<<<<
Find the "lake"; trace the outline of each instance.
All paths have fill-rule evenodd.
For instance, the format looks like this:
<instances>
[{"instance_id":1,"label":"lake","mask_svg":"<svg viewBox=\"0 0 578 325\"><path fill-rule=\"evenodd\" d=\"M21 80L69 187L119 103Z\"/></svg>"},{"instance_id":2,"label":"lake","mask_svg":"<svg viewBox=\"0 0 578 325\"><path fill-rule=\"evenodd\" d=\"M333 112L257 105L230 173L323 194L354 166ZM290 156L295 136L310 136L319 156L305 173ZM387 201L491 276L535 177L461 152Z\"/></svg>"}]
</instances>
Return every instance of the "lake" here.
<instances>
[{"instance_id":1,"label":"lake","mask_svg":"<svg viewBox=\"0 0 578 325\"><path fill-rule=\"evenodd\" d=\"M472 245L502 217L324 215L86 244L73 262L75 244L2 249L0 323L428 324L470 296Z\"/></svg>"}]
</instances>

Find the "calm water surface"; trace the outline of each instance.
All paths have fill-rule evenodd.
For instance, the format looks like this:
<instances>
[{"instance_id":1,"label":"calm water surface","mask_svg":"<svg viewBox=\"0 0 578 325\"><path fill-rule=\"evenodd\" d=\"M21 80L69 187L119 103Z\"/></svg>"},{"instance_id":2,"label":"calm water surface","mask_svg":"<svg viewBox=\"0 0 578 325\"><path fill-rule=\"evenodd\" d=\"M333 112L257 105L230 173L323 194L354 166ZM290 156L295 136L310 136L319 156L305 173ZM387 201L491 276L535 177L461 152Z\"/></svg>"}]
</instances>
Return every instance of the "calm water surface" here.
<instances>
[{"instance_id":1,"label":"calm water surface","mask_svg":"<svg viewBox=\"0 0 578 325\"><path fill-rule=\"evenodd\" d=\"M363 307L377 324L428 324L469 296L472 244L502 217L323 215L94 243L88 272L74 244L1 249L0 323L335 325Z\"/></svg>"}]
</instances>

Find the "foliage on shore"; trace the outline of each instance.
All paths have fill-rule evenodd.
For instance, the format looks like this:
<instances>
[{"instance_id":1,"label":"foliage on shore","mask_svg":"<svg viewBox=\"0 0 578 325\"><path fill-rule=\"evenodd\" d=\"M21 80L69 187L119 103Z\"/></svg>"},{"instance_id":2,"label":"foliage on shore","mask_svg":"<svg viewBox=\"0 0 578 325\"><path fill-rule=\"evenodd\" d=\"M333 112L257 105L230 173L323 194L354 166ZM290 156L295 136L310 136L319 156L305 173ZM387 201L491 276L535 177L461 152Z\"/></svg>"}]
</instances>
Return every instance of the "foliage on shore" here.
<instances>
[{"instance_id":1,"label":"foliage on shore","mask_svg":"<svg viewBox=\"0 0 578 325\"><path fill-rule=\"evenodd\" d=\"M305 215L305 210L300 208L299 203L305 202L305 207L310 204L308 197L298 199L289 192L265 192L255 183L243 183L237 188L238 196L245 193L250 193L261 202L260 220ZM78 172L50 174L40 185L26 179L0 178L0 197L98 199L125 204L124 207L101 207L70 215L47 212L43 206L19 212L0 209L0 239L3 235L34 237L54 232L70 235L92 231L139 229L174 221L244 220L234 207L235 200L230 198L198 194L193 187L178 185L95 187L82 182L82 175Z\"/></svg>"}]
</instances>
>>>>
-- THE EXERCISE --
Restate every record exactly, leaving nothing out.

-- FULL ANSWER --
Find the "lake"; trace the outline of each instance.
All paths have fill-rule evenodd.
For instance, the format looks like this:
<instances>
[{"instance_id":1,"label":"lake","mask_svg":"<svg viewBox=\"0 0 578 325\"><path fill-rule=\"evenodd\" d=\"M21 80L69 187L119 103Z\"/></svg>"},{"instance_id":2,"label":"lake","mask_svg":"<svg viewBox=\"0 0 578 325\"><path fill-rule=\"evenodd\" d=\"M333 112L257 105L230 173L323 194L354 166ZM290 156L295 136L310 136L319 156L305 173ZM387 201L491 276L535 177L461 152Z\"/></svg>"}]
</instances>
Return every instance of the "lake" here.
<instances>
[{"instance_id":1,"label":"lake","mask_svg":"<svg viewBox=\"0 0 578 325\"><path fill-rule=\"evenodd\" d=\"M472 245L502 217L324 215L86 244L73 262L75 244L2 249L0 323L428 324L470 296Z\"/></svg>"}]
</instances>

Find the "calm water surface"; trace the outline of each instance.
All paths have fill-rule evenodd.
For instance, the format looks like this:
<instances>
[{"instance_id":1,"label":"calm water surface","mask_svg":"<svg viewBox=\"0 0 578 325\"><path fill-rule=\"evenodd\" d=\"M21 80L69 187L119 103Z\"/></svg>"},{"instance_id":2,"label":"calm water surface","mask_svg":"<svg viewBox=\"0 0 578 325\"><path fill-rule=\"evenodd\" d=\"M333 112L257 105L230 173L323 194L354 166ZM290 156L295 136L310 136L319 156L305 173ZM387 201L491 276L535 177L461 152Z\"/></svg>"}]
</instances>
Return every instance of the "calm water surface" here.
<instances>
[{"instance_id":1,"label":"calm water surface","mask_svg":"<svg viewBox=\"0 0 578 325\"><path fill-rule=\"evenodd\" d=\"M363 307L377 324L428 324L469 296L472 244L502 217L323 215L94 243L88 272L74 244L1 249L0 323L335 325Z\"/></svg>"}]
</instances>

Find the "foliage on shore"; trace the outline of each instance.
All paths have fill-rule evenodd.
For instance, the format looks like this:
<instances>
[{"instance_id":1,"label":"foliage on shore","mask_svg":"<svg viewBox=\"0 0 578 325\"><path fill-rule=\"evenodd\" d=\"M21 80L69 187L119 103Z\"/></svg>"},{"instance_id":2,"label":"foliage on shore","mask_svg":"<svg viewBox=\"0 0 578 325\"><path fill-rule=\"evenodd\" d=\"M333 112L257 105L230 173L323 194L354 166ZM290 156L295 136L310 136L319 156L305 173ZM387 201L491 276L535 177L461 152Z\"/></svg>"}]
</instances>
Return every instance of the "foliage on shore" here.
<instances>
[{"instance_id":1,"label":"foliage on shore","mask_svg":"<svg viewBox=\"0 0 578 325\"><path fill-rule=\"evenodd\" d=\"M305 215L305 210L300 208L299 203L305 202L305 207L310 204L308 197L298 199L289 192L265 192L255 183L243 183L237 188L238 196L245 193L250 193L261 202L260 220ZM78 172L50 174L40 185L26 179L0 178L0 197L98 199L125 204L124 207L101 207L70 215L47 212L43 206L19 212L0 209L0 239L3 235L34 237L54 232L70 235L92 231L139 229L174 221L244 220L234 207L235 200L230 198L198 194L193 187L178 185L95 187L82 182L82 175Z\"/></svg>"}]
</instances>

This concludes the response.